Exercise objective:
Show every line of the rows below that contains the word "tree", treating uppercase and lowercase as distinct.

Items from a data source:
※ ※ ※
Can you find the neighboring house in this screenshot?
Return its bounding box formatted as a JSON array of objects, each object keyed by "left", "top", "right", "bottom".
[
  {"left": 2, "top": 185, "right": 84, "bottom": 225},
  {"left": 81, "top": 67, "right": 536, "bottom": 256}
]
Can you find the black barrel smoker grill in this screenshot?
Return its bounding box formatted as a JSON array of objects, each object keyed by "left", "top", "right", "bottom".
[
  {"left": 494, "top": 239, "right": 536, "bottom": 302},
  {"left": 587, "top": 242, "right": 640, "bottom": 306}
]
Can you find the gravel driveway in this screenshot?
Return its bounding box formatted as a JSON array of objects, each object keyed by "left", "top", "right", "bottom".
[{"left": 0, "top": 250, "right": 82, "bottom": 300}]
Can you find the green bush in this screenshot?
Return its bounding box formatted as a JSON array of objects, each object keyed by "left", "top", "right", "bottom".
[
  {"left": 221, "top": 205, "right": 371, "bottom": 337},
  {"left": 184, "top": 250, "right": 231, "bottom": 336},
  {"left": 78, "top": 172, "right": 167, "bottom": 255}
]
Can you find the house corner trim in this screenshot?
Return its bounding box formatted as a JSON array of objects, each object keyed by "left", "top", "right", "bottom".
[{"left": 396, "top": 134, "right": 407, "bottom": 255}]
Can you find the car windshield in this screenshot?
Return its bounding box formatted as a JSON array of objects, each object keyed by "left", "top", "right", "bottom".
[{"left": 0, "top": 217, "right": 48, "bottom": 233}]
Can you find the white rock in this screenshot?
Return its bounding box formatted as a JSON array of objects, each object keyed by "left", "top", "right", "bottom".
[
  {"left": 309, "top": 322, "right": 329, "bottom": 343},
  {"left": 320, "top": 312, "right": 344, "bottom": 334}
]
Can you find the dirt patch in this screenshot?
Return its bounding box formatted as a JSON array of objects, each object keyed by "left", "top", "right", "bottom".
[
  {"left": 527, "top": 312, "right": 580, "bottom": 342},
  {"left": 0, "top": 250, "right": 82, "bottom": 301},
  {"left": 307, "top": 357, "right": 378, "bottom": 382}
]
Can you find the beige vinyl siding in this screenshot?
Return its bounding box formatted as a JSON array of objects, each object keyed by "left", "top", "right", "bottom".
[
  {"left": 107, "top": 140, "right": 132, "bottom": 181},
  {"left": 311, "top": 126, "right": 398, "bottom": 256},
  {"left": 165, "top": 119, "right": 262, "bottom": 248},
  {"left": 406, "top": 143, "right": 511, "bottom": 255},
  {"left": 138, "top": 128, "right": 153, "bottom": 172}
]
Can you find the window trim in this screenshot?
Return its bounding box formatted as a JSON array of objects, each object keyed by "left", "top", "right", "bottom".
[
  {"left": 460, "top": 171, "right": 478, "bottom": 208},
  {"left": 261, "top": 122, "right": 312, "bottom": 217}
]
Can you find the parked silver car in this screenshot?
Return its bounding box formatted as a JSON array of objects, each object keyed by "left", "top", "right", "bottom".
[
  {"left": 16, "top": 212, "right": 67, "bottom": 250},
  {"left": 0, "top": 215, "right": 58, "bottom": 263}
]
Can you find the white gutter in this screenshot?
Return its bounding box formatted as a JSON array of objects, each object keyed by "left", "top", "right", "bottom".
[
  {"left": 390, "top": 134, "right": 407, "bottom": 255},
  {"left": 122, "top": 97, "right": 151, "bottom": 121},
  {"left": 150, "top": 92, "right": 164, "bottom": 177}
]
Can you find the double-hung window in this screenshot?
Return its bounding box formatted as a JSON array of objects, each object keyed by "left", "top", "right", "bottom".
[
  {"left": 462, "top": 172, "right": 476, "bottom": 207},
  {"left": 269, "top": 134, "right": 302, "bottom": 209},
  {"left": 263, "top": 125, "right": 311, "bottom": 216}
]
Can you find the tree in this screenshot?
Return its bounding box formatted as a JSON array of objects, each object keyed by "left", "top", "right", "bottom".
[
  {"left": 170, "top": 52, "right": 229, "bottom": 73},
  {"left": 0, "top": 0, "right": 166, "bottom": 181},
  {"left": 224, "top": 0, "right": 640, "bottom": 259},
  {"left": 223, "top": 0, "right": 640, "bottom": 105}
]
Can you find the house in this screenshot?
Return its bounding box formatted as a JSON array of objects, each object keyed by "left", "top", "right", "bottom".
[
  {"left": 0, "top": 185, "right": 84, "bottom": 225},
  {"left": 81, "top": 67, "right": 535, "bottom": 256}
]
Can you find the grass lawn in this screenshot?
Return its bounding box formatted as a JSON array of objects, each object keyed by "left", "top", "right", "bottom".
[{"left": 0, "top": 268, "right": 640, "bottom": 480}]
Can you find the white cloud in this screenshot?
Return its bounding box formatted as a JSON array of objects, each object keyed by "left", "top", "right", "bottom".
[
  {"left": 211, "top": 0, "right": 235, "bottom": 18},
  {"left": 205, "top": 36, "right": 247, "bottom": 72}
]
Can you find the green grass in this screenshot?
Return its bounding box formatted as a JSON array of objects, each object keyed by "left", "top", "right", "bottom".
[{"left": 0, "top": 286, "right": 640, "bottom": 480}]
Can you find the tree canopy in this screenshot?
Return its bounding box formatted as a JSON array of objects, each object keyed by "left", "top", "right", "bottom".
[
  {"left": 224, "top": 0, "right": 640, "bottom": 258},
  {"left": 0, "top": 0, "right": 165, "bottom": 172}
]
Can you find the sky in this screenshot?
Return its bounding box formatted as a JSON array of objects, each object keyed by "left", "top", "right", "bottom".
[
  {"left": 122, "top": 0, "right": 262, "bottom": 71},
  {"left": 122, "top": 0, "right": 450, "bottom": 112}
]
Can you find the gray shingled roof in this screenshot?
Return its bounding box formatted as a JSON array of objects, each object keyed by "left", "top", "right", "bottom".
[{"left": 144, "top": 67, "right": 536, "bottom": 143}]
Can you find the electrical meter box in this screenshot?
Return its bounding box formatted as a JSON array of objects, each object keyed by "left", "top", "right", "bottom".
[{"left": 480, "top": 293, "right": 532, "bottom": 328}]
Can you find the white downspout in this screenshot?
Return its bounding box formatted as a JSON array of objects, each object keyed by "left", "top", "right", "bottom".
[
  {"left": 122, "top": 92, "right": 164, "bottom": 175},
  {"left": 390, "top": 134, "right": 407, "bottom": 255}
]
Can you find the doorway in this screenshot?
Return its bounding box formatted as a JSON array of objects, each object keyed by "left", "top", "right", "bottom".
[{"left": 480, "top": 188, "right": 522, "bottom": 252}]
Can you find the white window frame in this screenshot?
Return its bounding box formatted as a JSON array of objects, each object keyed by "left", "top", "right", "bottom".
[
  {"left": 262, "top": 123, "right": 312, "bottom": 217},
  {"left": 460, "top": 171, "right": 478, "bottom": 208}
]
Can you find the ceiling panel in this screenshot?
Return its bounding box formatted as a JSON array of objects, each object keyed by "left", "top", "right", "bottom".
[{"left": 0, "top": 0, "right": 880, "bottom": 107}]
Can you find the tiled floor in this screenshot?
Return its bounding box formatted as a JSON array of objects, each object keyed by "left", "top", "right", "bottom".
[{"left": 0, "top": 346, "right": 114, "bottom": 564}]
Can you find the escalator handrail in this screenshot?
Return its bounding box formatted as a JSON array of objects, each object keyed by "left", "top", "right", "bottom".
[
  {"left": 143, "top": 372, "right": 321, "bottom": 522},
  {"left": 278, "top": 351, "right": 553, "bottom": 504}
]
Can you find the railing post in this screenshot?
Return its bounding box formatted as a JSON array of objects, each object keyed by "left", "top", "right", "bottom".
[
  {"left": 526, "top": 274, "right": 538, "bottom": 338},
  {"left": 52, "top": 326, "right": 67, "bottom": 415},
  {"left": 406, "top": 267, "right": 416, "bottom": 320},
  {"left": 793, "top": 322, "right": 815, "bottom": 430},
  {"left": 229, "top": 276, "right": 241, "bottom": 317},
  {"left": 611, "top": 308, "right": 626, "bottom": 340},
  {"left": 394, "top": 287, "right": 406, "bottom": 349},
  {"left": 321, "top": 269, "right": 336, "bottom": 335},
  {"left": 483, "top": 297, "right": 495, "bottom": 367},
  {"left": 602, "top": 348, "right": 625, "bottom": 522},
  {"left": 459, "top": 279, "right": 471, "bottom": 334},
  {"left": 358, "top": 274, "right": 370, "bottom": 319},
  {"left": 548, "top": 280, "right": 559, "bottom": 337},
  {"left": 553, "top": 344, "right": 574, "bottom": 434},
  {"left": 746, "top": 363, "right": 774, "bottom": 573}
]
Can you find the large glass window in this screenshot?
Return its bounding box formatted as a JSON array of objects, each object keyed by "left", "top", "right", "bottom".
※ ※ ※
Worked answer:
Can you find the tree in this screenshot?
Can you find the tree canopy in this screenshot?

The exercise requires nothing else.